-- begin --

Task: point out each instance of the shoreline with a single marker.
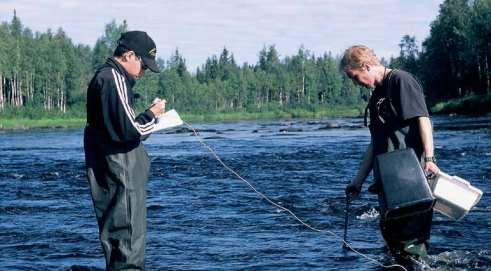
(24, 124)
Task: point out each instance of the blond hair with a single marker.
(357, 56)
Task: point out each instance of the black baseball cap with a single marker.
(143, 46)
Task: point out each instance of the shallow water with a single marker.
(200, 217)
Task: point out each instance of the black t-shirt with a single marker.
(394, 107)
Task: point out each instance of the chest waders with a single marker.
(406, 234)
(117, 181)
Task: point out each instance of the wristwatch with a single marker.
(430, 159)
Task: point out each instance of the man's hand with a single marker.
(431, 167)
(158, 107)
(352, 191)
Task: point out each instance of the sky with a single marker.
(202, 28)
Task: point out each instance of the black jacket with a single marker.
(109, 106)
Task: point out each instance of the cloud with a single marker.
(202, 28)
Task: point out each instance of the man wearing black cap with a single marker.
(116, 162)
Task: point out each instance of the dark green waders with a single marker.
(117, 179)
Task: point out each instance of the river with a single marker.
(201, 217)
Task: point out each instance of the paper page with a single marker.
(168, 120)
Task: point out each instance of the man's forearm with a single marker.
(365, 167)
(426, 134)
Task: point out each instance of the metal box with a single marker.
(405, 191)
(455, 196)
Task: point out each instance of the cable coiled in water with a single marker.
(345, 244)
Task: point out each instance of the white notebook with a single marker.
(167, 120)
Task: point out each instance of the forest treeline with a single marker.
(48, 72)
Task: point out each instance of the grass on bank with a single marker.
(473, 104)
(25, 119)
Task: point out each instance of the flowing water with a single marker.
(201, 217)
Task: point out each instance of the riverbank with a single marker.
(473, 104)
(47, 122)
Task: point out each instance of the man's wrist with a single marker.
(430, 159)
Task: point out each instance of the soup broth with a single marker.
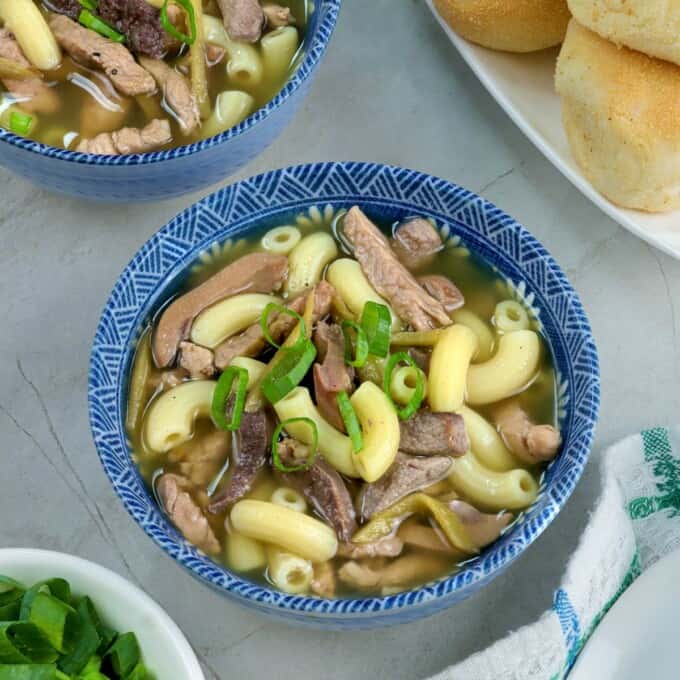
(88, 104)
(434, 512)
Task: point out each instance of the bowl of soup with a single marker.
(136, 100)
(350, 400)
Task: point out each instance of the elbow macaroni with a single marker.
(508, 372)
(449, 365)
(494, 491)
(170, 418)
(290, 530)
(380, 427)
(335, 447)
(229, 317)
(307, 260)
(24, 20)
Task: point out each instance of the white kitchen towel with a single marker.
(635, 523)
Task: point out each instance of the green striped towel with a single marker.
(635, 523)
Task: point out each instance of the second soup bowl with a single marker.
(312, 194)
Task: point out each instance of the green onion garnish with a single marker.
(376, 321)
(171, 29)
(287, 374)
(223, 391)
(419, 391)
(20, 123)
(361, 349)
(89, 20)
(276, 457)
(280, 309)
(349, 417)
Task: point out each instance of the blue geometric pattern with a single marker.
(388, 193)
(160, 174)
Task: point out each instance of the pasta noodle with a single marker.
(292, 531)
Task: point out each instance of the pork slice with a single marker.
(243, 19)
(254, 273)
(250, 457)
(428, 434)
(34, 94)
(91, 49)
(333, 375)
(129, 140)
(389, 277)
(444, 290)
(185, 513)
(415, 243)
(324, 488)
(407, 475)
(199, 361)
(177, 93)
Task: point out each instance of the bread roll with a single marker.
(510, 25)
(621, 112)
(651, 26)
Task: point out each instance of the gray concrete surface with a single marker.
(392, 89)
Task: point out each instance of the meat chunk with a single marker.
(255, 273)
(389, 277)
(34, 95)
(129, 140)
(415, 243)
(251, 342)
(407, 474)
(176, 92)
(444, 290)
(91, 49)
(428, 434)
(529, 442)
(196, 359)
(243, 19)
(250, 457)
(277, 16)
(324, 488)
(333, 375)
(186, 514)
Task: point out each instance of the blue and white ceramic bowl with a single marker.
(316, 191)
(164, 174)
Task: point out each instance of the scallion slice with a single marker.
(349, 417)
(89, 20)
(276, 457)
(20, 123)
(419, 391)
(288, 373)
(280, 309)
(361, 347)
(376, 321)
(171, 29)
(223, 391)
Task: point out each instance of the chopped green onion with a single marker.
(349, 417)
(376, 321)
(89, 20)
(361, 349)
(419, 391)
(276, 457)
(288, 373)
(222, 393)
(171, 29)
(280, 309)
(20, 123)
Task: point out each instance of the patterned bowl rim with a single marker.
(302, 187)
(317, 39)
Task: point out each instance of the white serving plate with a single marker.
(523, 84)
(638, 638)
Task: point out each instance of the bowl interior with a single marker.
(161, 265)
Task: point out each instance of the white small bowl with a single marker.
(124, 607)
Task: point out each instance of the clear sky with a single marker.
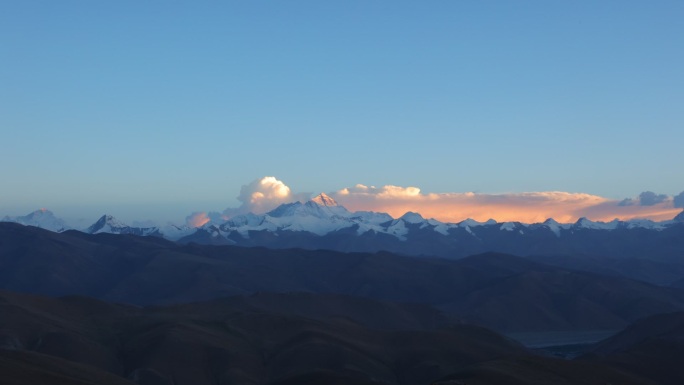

-- end --

> Given problem: Edit the listing above so that every occurrence of "with a single marker" reads "with one marker", leaving all other text unchanged, and reproduce the revised listing without the pictures.

> Expected output:
Task: point out each instance of the shoreline with one marker.
(24, 124)
Task: point out each instance of the blond hair with one marker.
(357, 56)
Task: point out each instance of the black baseball cap with one marker.
(143, 46)
Task: point out each instance of the shallow water with one marker.
(200, 217)
Task: point out each instance of the black t-shirt with one marker.
(394, 107)
Task: point out each instance of the chest waders with one marker.
(406, 234)
(117, 181)
Task: point out each instance of the wristwatch with one marker.
(430, 159)
Task: point out each instance of the man's hand with one marker.
(431, 167)
(158, 107)
(352, 191)
Task: point out each instance of the sky with one marker.
(202, 28)
Task: point out each instance of the black jacket with one marker.
(109, 106)
Task: point out each instance of the cloud with one marker.
(202, 28)
Task: point out each instance of the man wearing black cap with one marker.
(116, 162)
Task: point out each instance of the dark green waders with one marker.
(117, 179)
Task: point out each instance of the river with one marker.
(201, 217)
Task: point out each instance of the paper page with one marker.
(168, 120)
Task: point out each instance of the man's forearm with one marker.
(365, 167)
(426, 134)
Task: point out each instance of the metal box with one marker.
(405, 191)
(455, 196)
Task: point out each instance of the cable coiled in water with one marker.
(345, 244)
Task: point out each instance of the white notebook with one marker.
(167, 120)
Task: point out each instance of the forest treeline with one marker.
(48, 72)
Task: point out each instance of the grass on bank with one marker.
(473, 104)
(25, 119)
Task: point out each instance of the flowing water with one marker.
(201, 217)
Task: point out each instance of the riverbank with one marker.
(473, 104)
(47, 122)
Task: point out each instance of the man's wrist with one marker.
(430, 159)
Task: point out each instance of the soup broth with one marker.
(88, 104)
(434, 512)
Task: point out each instance of the bowl of soup with one marker.
(136, 100)
(350, 400)
Task: point out each instance of the elbow macaroni with one marker.
(508, 372)
(449, 365)
(494, 491)
(170, 418)
(290, 530)
(380, 427)
(335, 447)
(229, 317)
(307, 260)
(24, 20)
Task: point out each instance of the white kitchen towel with one marker.
(635, 523)
Task: point out each instance of the green striped towel with one marker.
(635, 523)
Task: point out each instance of the second soup bowl with one marker.
(312, 194)
Task: point out each instance of the green onion garnish with one marker.
(376, 321)
(171, 29)
(287, 374)
(223, 391)
(419, 391)
(20, 123)
(361, 349)
(89, 20)
(276, 457)
(280, 309)
(349, 417)
Task: point out each instance of the blue geometric pattern with one marker.
(388, 193)
(160, 174)
Task: point out each instance of the pasta noodle with one marker.
(292, 531)
Task: point out each instance of the pork slice with one marker.
(243, 19)
(254, 273)
(250, 457)
(428, 434)
(34, 94)
(91, 49)
(333, 375)
(129, 140)
(389, 277)
(444, 290)
(185, 513)
(415, 243)
(324, 488)
(407, 475)
(199, 361)
(177, 93)
Task: point out each instance of the bread roll with one marker.
(510, 25)
(621, 112)
(651, 26)
Task: point out each instance of the gray concrete surface with one marker.
(392, 89)
Task: point out each instance of the meat chunk with one marker.
(255, 273)
(389, 277)
(34, 95)
(129, 140)
(415, 243)
(251, 342)
(407, 474)
(176, 92)
(444, 290)
(91, 49)
(428, 434)
(529, 442)
(196, 359)
(243, 19)
(250, 457)
(277, 16)
(324, 488)
(333, 375)
(186, 514)
Task: point out each instance of the blue and white ceramic bowl with one marker.
(316, 191)
(164, 174)
Task: point out each instance of the scallion slice with one marker.
(349, 417)
(89, 20)
(276, 457)
(20, 123)
(419, 391)
(288, 373)
(280, 309)
(361, 347)
(376, 321)
(171, 29)
(223, 391)
Task: point out each instance of the chopped green onion with one marker.
(349, 417)
(376, 321)
(89, 20)
(361, 349)
(419, 391)
(276, 457)
(288, 373)
(222, 393)
(171, 29)
(280, 309)
(20, 123)
Task: point out each instance of the patterned bowl rim with one marker.
(302, 187)
(317, 39)
Task: point out each instance of the white serving plate with one marker.
(523, 84)
(638, 638)
Task: point out each instance of the bowl interior with one marker.
(161, 265)
Task: point out each instance of the white small bowl with one marker.
(124, 607)
Task: point out each instance of the clear sky with one marker.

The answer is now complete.